— Study text —
------------------------------
Thursday, October 28, 2021

Twenty-six

Older daughter turned that age yesterday. Today, the first day of the rest of her life, is full of promise. The rest, Susan Neiman quite rightly insists, is best.

"Having failed to create societies that our young want to grow into, we idealize the stages of youth. Watching the wide-eyed excitement with which babies face every piece of the world, we envy their openness and naivety, while forgetting the fear and frustration that accompany every bit of progress, from standing upright to drawing a stick-figure. The most pernicious bit of idealization is the very widespread view that the best time of one’s life is the decade between sixteen and twenty-six, when young men’s muscles and young women’s skin are at their most blooming. That’s due to hormones, and evolutionary biologists will explain that it happens for a reason. But your goal is not to maximize reproduction, whatever may be said of your genes. By describing what is usually the hardest time of one’s life as the best one, we make that time harder for those who are going through it. (If I’m torn and frightened now, what can I expect of the times of my life that, they all tell me, will only get worse?) And that is the point. By describing life as a downhill process, we prepare young people to expect – and demand – very little from it. Few things show this better than the progressive transformation of the Peter Pan story. In the original novel, grown-ups are simply dull: Mr Darling’s knowledge is confined to stocks and shares; his only passion is being exactly like his neighbours. By the mid-twentieth century the character is slightly menacing, an authoritarian who could become a tyrant so easily that the same actor could play father and pirate. By the end of the twentieth century, the grown-up had become ridiculous. In Hook, Steven Spielberg’s disturbing twist on the story, Peter Banning is an object of contempt. Grown-ups are still boring and rigid, but they are now so pitiful that teenagers are right to mock them. The variations on the story reflect the decline of the image of adulthood itself. At the beginning of the twentieth century, growing up looked merely dreary; by the end it looked positively pathetic. This book will discuss the ways in which our understanding of the way the world is, and the way it should be, are furthered – and hindered – by different kinds of experience. It will argue that being grown-up is itself an ideal: one that is rarely achieved in its entirety, but all the more worth striving for."
------------------------------
— Data —
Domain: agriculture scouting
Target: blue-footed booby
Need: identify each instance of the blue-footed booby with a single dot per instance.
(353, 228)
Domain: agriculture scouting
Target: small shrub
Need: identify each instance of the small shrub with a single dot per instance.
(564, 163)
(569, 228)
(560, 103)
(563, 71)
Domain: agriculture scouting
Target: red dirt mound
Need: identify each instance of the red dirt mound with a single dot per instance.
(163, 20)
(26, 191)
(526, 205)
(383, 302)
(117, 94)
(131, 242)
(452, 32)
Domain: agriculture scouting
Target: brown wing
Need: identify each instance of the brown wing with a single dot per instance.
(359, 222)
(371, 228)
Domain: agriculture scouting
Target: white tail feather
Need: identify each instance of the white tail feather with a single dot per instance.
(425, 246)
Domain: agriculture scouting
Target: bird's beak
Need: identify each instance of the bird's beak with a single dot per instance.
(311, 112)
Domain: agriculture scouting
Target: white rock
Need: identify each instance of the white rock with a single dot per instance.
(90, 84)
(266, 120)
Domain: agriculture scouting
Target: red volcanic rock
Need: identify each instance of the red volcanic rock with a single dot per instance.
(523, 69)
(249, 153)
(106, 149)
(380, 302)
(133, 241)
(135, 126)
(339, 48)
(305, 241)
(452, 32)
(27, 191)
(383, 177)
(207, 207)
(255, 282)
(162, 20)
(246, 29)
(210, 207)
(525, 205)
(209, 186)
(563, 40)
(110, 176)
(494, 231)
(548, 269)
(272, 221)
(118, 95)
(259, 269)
------------------------------
— Tasks to carry out —
#1 Answer these about the Twenty-six post:
(a) What age did the older daughter turn?
(b) In the original Peter Pan novel, what is Mr Darling's knowledge confined to?
(c) In Hook, which character is described as an object of contempt?
#2 Retype everything in the Twenty-six post from "Thursday, October 28, 2021" down to "insists, is best.".
Nothing in the records matters for this work.

— Answers by item —
#1
(a) Twenty-six
(b) Stocks and shares
(c) Peter Banning

#2
Thursday, October 28, 2021

Twenty-six

Older daughter turned that age yesterday. Today, the first day of the rest of her life, is full of promise. The rest, Susan Neiman quite rightly insists, is best.